■ **Trecho de origem**
++++++++++++++++++++

Maria Carolina Santos / 23/01/2020

Skatepark do Parque Santana. Foto: MCS/MZC

Finalmente, está prestes a sair: o polêmico skatepark do Parque Santana deve ser inaugurado até o próximo mês. A Secretaria de Turismo e Lazer do Governo do Estado disse que a pista está pronta – isso há mais de um mês, em dezembro. E que só falta a iluminação. O que se vê no skatepark, porém, são trabalhadores já remendando buracos no concreto da pista e fazendo acabamentos. O projeto também não foi realizado completamente: um canteiro de plantas não está pronto, assim como uma parte do terreno que chegou a ser escavado, mas acabou ficando fora da obra.

O skatepark foi controverso do início ao fim. É uma obra que, se realmente inaugurada nos próximos dias, custou mais de R$ 565 mil aos cofres públicos, terá sua entrega atrasada em um ano e meio, e foi construída sem que se ouvisse os frequentadores antes de ser projetada e orçada. Para muitos, era totalmente desnecessária. Isso porque já existia uma pista de skate construída há apenas seis anos no mesmo lugar – a única pista de skate surf da capital.

Mesmo com tantos outros parques no Recife sem aparelhos do tipo, a prefeitura do Recife e o Governo do Estado fizeram uma parceria para, com recursos do governo federal, via Ministério do Turismo, destruir uma pista de skate de uma modalidade, e colocar uma outra no lugar.

Há mais de um ano a Marco Zero Conteúdo publicou a reportagem “Férias sem diálogo e sem skate no Parque Santana” e a desculpa para o atraso na entrega permanece a mesma: a de que “uma antiga estrutura de concreto que, ao contrário do que foi previsto originalmente, não pode ser aproveitada”. É o que informa as notas da Secretaria de Turismo e Lazer de Pernambuco em dezembro de 2018 e em dezembro de 2019. Esta informação, porém, só foi divulgada depois dos atrasos da entrega da obra – e não depois da demolição.

++++++++++++++++++++

■ **Tarefas**
1) Segundo o texto sobre o skatepark do Parque Santana, quanto a obra custou aos cofres públicos?
2) Indique se cada afirmação concorda com o texto sobre o skatepark do Parque Santana, citando as palavras dele que decidem a resposta: (a) A pista que já existia no local tinha sido construída havia apenas seis anos. (b) Os frequentadores foram consultados antes de o skatepark ser projetado. (c) A obra foi paga com recursos do governo federal, por meio do Ministério do Turismo.
3) Copie do texto sobre o skatepark do Parque Santana o trecho que começa nas palavras "Finalmente, está prestes" e termina logo depois de "fora da obra.".

■ **Material fornecido**
++++++++++++++++++++

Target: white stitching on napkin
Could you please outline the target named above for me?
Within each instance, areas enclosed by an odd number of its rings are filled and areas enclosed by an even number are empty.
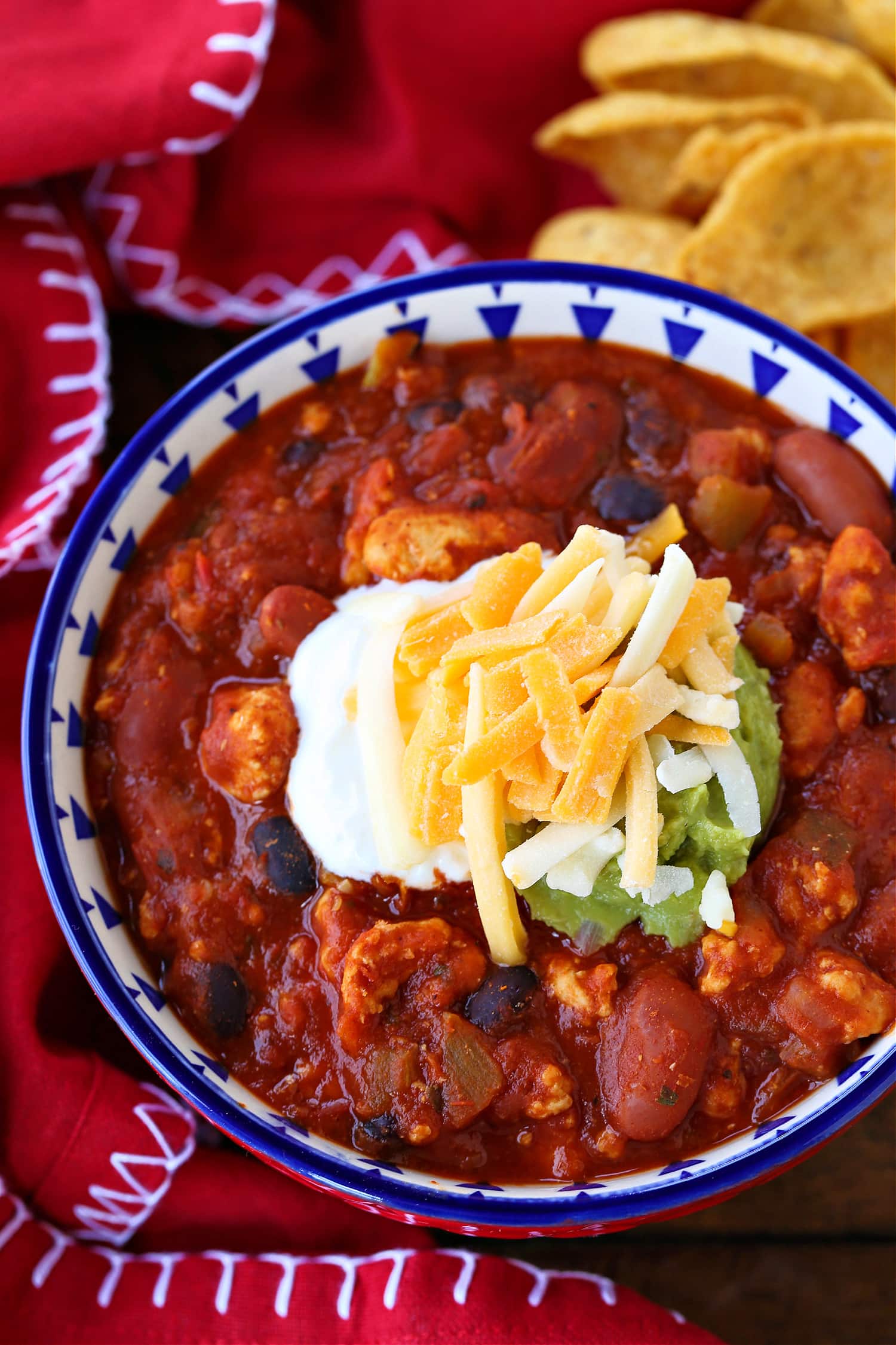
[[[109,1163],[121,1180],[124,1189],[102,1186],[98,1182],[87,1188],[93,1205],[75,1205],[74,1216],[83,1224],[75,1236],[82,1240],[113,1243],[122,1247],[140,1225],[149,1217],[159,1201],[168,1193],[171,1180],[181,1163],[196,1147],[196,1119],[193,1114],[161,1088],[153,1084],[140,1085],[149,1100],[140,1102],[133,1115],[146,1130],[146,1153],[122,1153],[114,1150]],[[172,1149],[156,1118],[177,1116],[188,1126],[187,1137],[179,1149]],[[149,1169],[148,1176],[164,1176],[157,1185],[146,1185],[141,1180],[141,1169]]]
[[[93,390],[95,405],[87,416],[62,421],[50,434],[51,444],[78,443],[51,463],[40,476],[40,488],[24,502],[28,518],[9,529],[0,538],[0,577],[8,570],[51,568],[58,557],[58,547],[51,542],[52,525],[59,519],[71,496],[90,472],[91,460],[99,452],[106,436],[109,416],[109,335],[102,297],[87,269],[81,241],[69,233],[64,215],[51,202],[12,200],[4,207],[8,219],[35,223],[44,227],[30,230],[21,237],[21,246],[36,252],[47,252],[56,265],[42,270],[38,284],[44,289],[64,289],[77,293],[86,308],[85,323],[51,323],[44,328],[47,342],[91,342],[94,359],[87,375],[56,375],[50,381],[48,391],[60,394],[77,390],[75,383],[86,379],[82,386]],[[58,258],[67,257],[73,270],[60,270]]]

++++++++++++++++++++

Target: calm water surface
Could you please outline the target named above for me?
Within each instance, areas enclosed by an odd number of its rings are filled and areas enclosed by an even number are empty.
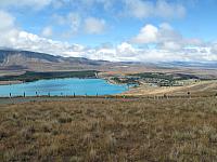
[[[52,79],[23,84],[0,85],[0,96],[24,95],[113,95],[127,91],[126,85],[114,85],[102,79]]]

++++++++++++++++++++

■ **Respostas dos exercícios**
1) Mais de R$ 565 mil.

2)
(a) Sim: "já existia uma pista de skate construída há apenas seis anos no mesmo lugar".
(b) Não: "foi construída sem que se ouvisse os frequentadores antes de ser projetada e orçada".
(c) Sim: "com recursos do governo federal, via Ministério do Turismo".

3)
Finalmente, está prestes a sair: o polêmico skatepark do Parque Santana deve ser inaugurado até o próximo mês. A Secretaria de Turismo e Lazer do Governo do Estado disse que a pista está pronta – isso há mais de um mês, em dezembro. E que só falta a iluminação. O que se vê no skatepark, porém, são trabalhadores já remendando buracos no concreto da pista e fazendo acabamentos. O projeto também não foi realizado completamente: um canteiro de plantas não está pronto, assim como uma parte do terreno que chegou a ser escavado, mas acabou ficando fora da obra.